#### REQUIRED WORK:
Count the lines of the data below that contain the string "positive", treating uppercase and lowercase as different. Reply with the number alone.

#### RECORDS TO USE:
************
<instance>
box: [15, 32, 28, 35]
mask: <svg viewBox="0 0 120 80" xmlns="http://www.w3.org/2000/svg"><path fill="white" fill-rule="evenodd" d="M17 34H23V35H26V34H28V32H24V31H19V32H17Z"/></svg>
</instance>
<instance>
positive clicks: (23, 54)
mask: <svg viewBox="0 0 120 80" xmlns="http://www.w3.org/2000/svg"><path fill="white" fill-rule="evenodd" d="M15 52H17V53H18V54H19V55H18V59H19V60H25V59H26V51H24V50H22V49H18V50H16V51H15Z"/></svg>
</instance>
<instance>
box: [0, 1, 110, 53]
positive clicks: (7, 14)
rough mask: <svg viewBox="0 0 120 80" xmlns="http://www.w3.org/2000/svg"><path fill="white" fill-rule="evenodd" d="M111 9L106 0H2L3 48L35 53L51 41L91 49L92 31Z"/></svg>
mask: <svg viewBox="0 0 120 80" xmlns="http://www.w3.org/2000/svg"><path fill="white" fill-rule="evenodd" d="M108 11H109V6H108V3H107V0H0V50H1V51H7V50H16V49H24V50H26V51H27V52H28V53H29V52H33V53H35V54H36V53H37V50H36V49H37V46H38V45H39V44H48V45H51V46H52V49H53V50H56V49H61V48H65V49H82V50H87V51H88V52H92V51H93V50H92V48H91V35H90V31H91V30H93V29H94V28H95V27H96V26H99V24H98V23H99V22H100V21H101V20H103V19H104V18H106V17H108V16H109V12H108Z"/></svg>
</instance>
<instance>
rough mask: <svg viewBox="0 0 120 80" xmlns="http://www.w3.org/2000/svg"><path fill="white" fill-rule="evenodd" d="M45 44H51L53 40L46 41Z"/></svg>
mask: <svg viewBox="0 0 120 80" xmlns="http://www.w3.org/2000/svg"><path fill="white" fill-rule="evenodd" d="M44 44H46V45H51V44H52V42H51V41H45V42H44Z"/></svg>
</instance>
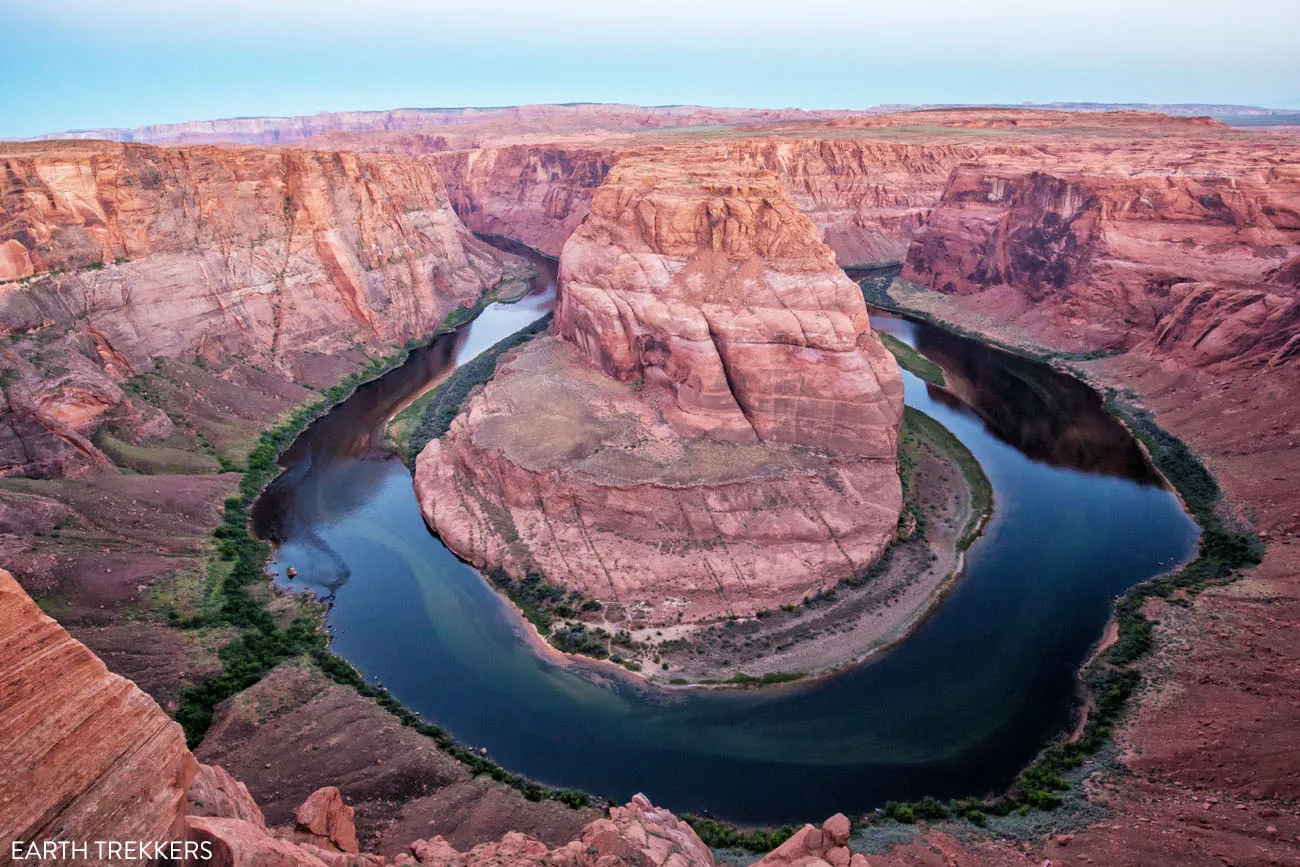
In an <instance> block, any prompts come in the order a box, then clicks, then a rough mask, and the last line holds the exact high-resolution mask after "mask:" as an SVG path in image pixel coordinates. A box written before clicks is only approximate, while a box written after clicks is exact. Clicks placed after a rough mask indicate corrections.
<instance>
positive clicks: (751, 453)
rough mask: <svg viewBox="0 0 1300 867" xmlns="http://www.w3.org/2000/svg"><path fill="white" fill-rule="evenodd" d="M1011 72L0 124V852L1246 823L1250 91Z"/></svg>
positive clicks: (724, 858)
mask: <svg viewBox="0 0 1300 867" xmlns="http://www.w3.org/2000/svg"><path fill="white" fill-rule="evenodd" d="M1066 108H1075V109H1083V110H1062V108H1060V107H1057V108H1052V109H1045V108H950V107H948V108H941V109H931V110H893V109H891V110H880V112H872V113H857V112H841V110H833V112H831V110H828V112H803V110H797V109H783V110H758V109H707V108H697V107H667V108H638V107H630V105H585V104H578V105H554V107H551V105H546V107H526V108H512V109H428V110H425V109H404V110H398V112H373V113H367V112H357V113H338V114H320V116H312V117H303V118H233V120H227V121H207V122H194V123H179V125H157V126H149V127H140V129H135V130H110V129H103V130H95V131H91V133H85V134H81V133H79V134H77V136H78V138H85V139H86V140H70V139H69V138H57V136H55V140H21V142H19V140H14V142H6V143H3V144H0V162H3V165H4V182H3V190H0V281H3V282H0V328H3V331H4V344H3V346H0V390H3V395H4V399H3V404H0V468H3V471H4V477H3V478H0V551H3V562H0V567H3V568H4V571H0V780H3V781H4V784H5V785H4V786H3V789H4V790H3V792H0V844H3V845H4V849H3V851H0V863H8V862H10V861H12V862H13V863H21V862H25V861H34V862H38V863H146V862H149V861H151V859H149V857H147V855H143V854H140V853H135V854H136V855H139V857H138V858H136V857H134V855H131V854H117V855H113V857H103V855H99V853H98V851H90V850H87V851H86V853H85V854H81V853H79V851H78V850H75V849H62V850H57V849H56V850H45V849H43V848H42V846H44V844H47V842H56V844H57V841H60V840H62V841H69V845H70V844H73V842H79V841H96V840H148V841H159V842H162V841H172V842H175V844H191V848H190V849H185V848H183V846H182V848H181V849H178V850H175V857H174V858H173V861H177V862H179V861H186V859H188V863H222V864H250V866H251V864H302V866H311V867H316V866H317V864H382V863H395V864H439V866H452V864H455V866H458V867H459V866H477V864H497V863H506V862H508V863H512V864H523V863H528V864H533V863H536V864H543V863H545V864H552V866H559V864H593V866H597V867H611V864H624V863H627V864H640V866H642V867H645V866H646V864H653V866H654V867H660V866H669V864H671V867H707V866H710V864H714V863H732V862H736V863H740V861H741V859H744V862H745V863H750V862H754V863H762V864H764V867H785V866H787V864H796V863H798V864H800V866H813V867H816V866H818V864H832V866H833V867H868V864H875V866H879V864H911V863H923V864H950V863H962V864H966V863H970V864H995V866H1001V864H1008V866H1010V864H1026V863H1032V864H1043V863H1044V862H1050V863H1052V864H1075V863H1078V864H1083V863H1110V864H1200V863H1239V864H1255V863H1258V864H1265V863H1291V862H1292V861H1295V859H1296V853H1297V845H1300V842H1297V841H1300V819H1297V818H1296V802H1297V798H1300V770H1297V766H1296V760H1295V758H1294V754H1295V745H1296V737H1295V731H1296V721H1297V720H1296V716H1297V710H1296V708H1297V707H1300V702H1297V697H1296V694H1295V692H1296V690H1295V682H1296V679H1295V677H1294V675H1295V673H1296V668H1297V662H1296V660H1297V659H1300V653H1297V647H1296V640H1295V636H1296V634H1300V633H1296V629H1295V625H1296V623H1297V621H1300V614H1297V606H1296V602H1295V597H1296V594H1295V586H1296V569H1295V563H1296V558H1295V552H1296V542H1295V533H1296V530H1297V528H1300V525H1297V519H1296V512H1297V508H1300V506H1297V503H1296V497H1295V487H1296V486H1295V481H1296V480H1297V477H1300V450H1297V448H1296V445H1295V442H1296V438H1297V432H1300V417H1297V412H1300V411H1297V408H1296V407H1297V402H1296V400H1295V396H1296V395H1297V394H1300V377H1297V369H1300V368H1297V364H1296V359H1297V347H1300V302H1297V296H1300V265H1297V263H1300V173H1297V169H1296V166H1297V165H1300V161H1297V153H1300V147H1297V142H1300V139H1297V138H1296V133H1295V126H1294V125H1291V123H1284V122H1281V121H1279V118H1281V120H1282V121H1284V120H1286V117H1283V116H1281V114H1278V116H1274V114H1242V113H1239V110H1236V109H1234V110H1226V109H1227V108H1232V107H1226V108H1225V107H1212V108H1214V110H1213V112H1212V113H1214V114H1217V116H1221V117H1223V118H1225V120H1223V121H1219V120H1212V118H1208V117H1199V116H1197V114H1204V113H1206V112H1201V110H1196V109H1192V108H1186V109H1184V108H1180V107H1177V105H1157V107H1148V109H1147V110H1141V112H1135V110H1123V112H1115V110H1109V112H1105V110H1092V107H1079V105H1074V107H1066ZM1238 108H1239V107H1238ZM1219 109H1225V110H1219ZM1242 110H1244V109H1242ZM1252 110H1256V109H1252ZM1258 110H1261V112H1262V110H1265V109H1258ZM1188 114H1192V116H1188ZM1243 118H1247V120H1243ZM1249 118H1256V120H1249ZM1258 118H1265V120H1269V122H1270V123H1271V125H1270V126H1258V125H1257V123H1256V121H1257V120H1258ZM1274 121H1277V122H1274ZM1230 123H1235V125H1230ZM476 233H477V234H476ZM845 269H848V273H846V270H845ZM850 274H852V277H850ZM547 316H549V318H546V317H547ZM556 650H559V651H564V653H555V651H556ZM593 656H594V658H597V659H594V660H593V659H590V658H593ZM611 663H617V664H620V666H621V668H616V667H615V666H614V664H611ZM628 669H630V671H628ZM831 675H833V676H831ZM701 686H703V688H701ZM617 805H621V806H617ZM826 816H831V818H829V819H827V820H826V822H820V820H822V819H823V818H826ZM850 816H852V819H850ZM814 819H816V820H819V822H818V824H815V825H813V824H803V823H805V822H810V820H814ZM783 825H789V827H783ZM14 844H18V848H17V849H14V848H13V845H14ZM23 844H39V845H38V848H36V849H30V848H27V849H25V848H23ZM69 853H72V854H69ZM98 855H99V857H98Z"/></svg>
************
#### EXPECTED ANSWER:
4